- **SEITENAUSZUG**:
Im öffentlichen Ansehen kommt der Online-Riese hierzulande schlecht weg. Gewerkschaften werfen ihm miese Arbeitsbedingungen vor und fordern seit Jahren mehr Gehalt. Ausgerechnet zu Amazons Hauptgeschäftszeit vor Weihnachten erreichte der Protest den bisherigen Höhepunkt: Hunderte Lagerarbeiter in Deutschland ließen die Päckchen über viele Tage in den Regalen und traten in Streik. Amazon hat den Forderungen nicht nachgegeben, der Arbeitskampf soll sich dieses Jahr fortsetzen.
Legal, aber moralisch fragwürdig
Legal, aber moralisch fragwürdig versteuert das Unternehmen die Einnahmen aus seinem zweitwichtigsten Markt hinter den USA nicht etwa beim deutschen Staat, sondern in Luxemburg – zu einem viel geringeren Steuersatz. Und schon immer waren Kritikern die Unmengen von Kundendaten ein Dorn im Auge.
Aus beruflichen Gründen ist Thilo Weichert kürzlich auf amazon.de gegangen. Was dann passierte, erstaunte den Leiter des "Unabhängigen Landeszentrums für Datenschutz" Schleswig-Holstein. "Das Erste, was die Seite angezeigt hat, war eine Buchempfehlung über Datenschutz. Ein sehr spezielles Buch sogar, zu einem Thema, mit dem ich mich gerade beschäftigt hatte. Beweisen kann ich das nicht, aber es ist plausibel, anzunehmen, dass Amazon sämtliche Aktivitäten seiner Kunden im Netz auswertet." Und anscheinend nicht nur seiner Nutzer.
Über seine Geschäftspraktiken gibt der Konzern nur sehr spärlich Auskünfte. Schon lange kein Geheimnis ist aber, dass Amazon so viele Daten seiner Kunden wie möglich zu Marketingzwecken verwendet: Die Chronik der Einkäufe, Sucheingaben und sogar die Cursorbewegung auf der Seite werden gespeichert und als Grundlage für Einkaufstipps herangezogen, die dann noch Wochen später auf dem Bildschirm auftauchen.

- **HINWEISE ZUR AUFGABE**: Gib aus dem obigen Text über Amazon die Stelle von „Im öffentlichen Ansehen“ bis einschließlich „dieses Jahr fortsetzen.“ wortgetreu wieder.

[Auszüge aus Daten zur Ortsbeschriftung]
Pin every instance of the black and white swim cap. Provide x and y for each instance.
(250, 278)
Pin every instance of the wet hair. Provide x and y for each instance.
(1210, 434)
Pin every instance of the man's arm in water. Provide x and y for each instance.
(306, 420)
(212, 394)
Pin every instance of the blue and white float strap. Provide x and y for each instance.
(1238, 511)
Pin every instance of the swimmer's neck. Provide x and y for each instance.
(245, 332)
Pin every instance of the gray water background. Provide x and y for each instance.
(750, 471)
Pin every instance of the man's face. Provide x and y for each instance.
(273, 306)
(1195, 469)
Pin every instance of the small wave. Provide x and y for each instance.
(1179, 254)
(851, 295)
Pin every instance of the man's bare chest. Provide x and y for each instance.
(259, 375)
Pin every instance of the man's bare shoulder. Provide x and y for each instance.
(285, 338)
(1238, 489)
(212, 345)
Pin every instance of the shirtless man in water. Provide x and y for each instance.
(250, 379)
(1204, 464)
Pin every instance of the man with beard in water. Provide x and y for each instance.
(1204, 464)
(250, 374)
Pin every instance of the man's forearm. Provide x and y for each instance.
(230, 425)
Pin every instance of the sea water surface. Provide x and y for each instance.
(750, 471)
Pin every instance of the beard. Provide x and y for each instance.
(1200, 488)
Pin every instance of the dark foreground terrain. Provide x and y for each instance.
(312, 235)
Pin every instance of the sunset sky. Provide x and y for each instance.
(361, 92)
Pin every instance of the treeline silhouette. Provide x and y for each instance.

- **ERLEDIGTE AUFGABE**:
Im öffentlichen Ansehen kommt der Online-Riese hierzulande schlecht weg. Gewerkschaften werfen ihm miese Arbeitsbedingungen vor und fordern seit Jahren mehr Gehalt. Ausgerechnet zu Amazons Hauptgeschäftszeit vor Weihnachten erreichte der Protest den bisherigen Höhepunkt: Hunderte Lagerarbeiter in Deutschland ließen die Päckchen über viele Tage in den Regalen und traten in Streik. Amazon hat den Forderungen nicht nachgegeben, der Arbeitskampf soll sich dieses Jahr fortsetzen.